▸ Exercise instructions
Render the lines of the items below as a Markdown table with the columns Row and Line, starting at the line holding "I'm trying to find the green stem" and running through the end of the items, inclusive. Leave out any blank lines.

▸ Raw data
__________________________________________________

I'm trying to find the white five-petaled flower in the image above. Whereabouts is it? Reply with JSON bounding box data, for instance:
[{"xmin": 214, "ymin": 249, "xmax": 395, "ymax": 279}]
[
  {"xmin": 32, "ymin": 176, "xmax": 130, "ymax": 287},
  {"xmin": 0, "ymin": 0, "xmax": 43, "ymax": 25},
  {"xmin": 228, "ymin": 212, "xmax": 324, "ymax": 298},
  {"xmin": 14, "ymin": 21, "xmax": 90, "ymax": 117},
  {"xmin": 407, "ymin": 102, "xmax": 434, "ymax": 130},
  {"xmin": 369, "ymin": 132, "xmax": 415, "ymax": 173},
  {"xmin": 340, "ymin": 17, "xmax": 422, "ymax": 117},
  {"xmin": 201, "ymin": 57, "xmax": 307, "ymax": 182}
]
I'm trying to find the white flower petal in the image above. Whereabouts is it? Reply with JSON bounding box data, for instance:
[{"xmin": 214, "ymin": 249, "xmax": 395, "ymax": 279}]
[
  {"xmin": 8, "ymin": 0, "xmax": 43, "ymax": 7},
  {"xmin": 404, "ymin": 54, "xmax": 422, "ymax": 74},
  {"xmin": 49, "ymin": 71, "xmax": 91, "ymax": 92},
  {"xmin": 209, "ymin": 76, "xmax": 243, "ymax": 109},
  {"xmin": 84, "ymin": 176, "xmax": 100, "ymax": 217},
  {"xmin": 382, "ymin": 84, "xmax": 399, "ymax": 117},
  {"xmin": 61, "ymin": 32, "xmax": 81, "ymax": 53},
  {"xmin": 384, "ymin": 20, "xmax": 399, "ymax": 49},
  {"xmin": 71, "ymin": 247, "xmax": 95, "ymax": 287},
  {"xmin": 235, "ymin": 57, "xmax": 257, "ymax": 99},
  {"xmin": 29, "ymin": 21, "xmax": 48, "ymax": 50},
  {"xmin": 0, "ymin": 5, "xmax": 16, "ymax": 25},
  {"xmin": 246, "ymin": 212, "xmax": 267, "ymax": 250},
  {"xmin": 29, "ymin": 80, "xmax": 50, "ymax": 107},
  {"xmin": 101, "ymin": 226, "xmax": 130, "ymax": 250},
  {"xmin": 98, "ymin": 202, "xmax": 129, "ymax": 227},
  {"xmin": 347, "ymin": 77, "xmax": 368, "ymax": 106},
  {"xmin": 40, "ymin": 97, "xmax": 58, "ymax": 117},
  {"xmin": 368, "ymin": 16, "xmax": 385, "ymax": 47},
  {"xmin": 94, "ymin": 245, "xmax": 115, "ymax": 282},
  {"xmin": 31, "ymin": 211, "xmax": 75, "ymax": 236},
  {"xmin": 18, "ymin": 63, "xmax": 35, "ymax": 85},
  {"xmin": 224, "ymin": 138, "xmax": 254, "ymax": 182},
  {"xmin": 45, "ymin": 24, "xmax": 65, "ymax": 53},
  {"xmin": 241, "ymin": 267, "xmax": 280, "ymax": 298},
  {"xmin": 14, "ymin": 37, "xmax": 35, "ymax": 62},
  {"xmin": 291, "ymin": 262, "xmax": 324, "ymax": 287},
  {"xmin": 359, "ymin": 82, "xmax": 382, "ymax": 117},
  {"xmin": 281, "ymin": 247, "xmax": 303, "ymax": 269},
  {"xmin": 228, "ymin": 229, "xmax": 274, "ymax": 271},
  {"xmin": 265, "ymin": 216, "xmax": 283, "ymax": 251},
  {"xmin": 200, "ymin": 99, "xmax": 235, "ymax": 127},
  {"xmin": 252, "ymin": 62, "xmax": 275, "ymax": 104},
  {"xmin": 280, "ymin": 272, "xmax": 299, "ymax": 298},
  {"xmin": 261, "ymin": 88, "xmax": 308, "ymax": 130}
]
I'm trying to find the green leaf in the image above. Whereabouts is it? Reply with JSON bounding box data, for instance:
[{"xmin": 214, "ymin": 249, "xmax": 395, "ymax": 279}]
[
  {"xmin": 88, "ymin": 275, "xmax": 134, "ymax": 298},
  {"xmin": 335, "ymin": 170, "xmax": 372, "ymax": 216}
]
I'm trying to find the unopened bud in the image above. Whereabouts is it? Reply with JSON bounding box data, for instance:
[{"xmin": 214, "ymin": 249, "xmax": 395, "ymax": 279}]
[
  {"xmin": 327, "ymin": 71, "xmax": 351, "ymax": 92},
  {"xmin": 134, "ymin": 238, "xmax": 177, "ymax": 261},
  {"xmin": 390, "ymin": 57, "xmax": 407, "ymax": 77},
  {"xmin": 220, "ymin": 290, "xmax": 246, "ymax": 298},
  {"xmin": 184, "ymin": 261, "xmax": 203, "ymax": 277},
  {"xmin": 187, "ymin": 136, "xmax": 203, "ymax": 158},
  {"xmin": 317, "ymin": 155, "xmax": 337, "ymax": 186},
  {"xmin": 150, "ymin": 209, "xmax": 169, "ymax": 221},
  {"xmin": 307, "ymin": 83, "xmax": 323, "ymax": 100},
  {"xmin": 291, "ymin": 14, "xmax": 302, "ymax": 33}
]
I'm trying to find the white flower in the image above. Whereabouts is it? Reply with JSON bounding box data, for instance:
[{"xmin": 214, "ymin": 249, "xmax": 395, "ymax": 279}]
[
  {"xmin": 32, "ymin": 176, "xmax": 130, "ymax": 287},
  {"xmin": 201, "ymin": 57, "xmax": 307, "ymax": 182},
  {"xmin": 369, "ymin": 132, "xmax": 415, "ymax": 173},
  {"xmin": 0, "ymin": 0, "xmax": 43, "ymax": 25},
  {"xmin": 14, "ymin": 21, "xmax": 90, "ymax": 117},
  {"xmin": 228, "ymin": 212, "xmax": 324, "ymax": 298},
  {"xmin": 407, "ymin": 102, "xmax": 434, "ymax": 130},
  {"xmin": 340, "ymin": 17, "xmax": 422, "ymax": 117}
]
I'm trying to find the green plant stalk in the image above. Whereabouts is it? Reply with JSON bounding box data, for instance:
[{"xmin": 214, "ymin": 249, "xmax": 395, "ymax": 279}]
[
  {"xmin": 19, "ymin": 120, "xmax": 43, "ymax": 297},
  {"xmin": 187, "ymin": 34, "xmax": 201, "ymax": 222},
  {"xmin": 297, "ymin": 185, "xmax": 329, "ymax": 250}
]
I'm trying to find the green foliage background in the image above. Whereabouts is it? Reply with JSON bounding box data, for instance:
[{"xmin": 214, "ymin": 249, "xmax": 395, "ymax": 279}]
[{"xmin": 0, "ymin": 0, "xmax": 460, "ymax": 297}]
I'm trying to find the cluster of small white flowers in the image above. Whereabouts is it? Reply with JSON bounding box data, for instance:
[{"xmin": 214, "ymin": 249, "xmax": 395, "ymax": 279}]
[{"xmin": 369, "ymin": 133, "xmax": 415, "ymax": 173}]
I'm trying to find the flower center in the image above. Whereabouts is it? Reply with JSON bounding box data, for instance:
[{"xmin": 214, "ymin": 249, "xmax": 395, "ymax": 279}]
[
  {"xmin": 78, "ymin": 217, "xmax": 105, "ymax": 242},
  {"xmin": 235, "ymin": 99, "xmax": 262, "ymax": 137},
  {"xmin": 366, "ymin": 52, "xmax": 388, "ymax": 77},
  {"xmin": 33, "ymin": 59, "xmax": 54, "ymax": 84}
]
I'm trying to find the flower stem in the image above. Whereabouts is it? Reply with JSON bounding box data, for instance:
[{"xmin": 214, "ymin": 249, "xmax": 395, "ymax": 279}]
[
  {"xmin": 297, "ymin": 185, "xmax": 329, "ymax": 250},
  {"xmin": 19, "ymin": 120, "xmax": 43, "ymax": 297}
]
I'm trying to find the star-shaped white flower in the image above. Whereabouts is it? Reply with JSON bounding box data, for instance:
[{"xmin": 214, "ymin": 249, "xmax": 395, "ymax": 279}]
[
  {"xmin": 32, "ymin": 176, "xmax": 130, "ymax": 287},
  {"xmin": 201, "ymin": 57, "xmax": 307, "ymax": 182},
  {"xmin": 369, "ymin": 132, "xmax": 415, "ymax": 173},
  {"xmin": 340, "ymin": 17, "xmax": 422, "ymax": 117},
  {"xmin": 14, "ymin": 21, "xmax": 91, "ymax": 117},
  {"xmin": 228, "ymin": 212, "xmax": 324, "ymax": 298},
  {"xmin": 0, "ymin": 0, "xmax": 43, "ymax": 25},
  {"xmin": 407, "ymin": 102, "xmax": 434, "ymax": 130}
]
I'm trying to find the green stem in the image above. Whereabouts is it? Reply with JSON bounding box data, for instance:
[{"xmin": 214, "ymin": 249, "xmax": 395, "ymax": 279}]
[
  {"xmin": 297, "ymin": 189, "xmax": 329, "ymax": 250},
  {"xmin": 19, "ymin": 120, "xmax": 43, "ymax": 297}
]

__________________________________________________

▸ Response below
| Row | Line |
|---|---|
| 1 | I'm trying to find the green stem in the image above. Whereabouts is it? Reply with JSON bounding box data, for instance: |
| 2 | [{"xmin": 214, "ymin": 249, "xmax": 395, "ymax": 279}] |
| 3 | [ |
| 4 |   {"xmin": 297, "ymin": 189, "xmax": 329, "ymax": 250}, |
| 5 |   {"xmin": 19, "ymin": 120, "xmax": 43, "ymax": 297} |
| 6 | ] |